-- Begin Listed entries --
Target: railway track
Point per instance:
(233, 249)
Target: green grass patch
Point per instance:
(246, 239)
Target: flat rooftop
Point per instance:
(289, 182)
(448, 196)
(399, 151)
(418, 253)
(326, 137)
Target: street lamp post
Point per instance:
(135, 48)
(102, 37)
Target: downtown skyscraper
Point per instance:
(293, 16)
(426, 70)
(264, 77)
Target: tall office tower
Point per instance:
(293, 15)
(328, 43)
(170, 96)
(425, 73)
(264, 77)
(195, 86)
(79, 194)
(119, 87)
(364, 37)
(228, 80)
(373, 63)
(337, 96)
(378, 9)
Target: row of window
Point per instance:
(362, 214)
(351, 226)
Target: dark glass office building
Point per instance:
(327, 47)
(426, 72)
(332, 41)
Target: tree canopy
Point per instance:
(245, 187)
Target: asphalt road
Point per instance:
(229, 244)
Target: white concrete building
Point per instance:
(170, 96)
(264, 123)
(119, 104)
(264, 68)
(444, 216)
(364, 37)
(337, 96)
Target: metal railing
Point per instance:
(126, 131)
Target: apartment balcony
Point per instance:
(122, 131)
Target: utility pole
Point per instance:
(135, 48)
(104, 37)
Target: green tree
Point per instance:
-- End Listed entries --
= Given exercise =
Output the listing above word for word.

= Written solution =
Target: railway track
Point per instance:
(233, 249)
Target: green grass patch
Point per instance:
(246, 239)
Target: flat rooftop
Point per instance:
(289, 182)
(448, 196)
(399, 151)
(418, 253)
(326, 137)
Target: street lamp post
Point per instance:
(135, 48)
(102, 37)
Target: downtown skyscraper
Point per instance:
(293, 16)
(426, 70)
(264, 77)
Target: tall office tower
Point per instance:
(293, 15)
(328, 43)
(170, 96)
(425, 73)
(264, 77)
(195, 86)
(79, 194)
(119, 87)
(364, 37)
(228, 80)
(373, 63)
(337, 96)
(378, 9)
Target: row of window
Point per instance:
(362, 214)
(351, 226)
Target: dark glass office building
Point per instance:
(327, 47)
(426, 72)
(332, 41)
Target: tree canopy
Point per instance:
(245, 187)
Target: asphalt road
Point per instance:
(229, 244)
Target: white concrete building
Point per instance:
(170, 96)
(264, 123)
(119, 104)
(264, 68)
(444, 216)
(364, 37)
(337, 96)
Target: metal railing
Point per instance:
(126, 131)
Target: apartment balcony
Point per instance:
(122, 131)
Target: utility pole
Point per instance:
(135, 48)
(104, 37)
Target: green tree
Point per instance:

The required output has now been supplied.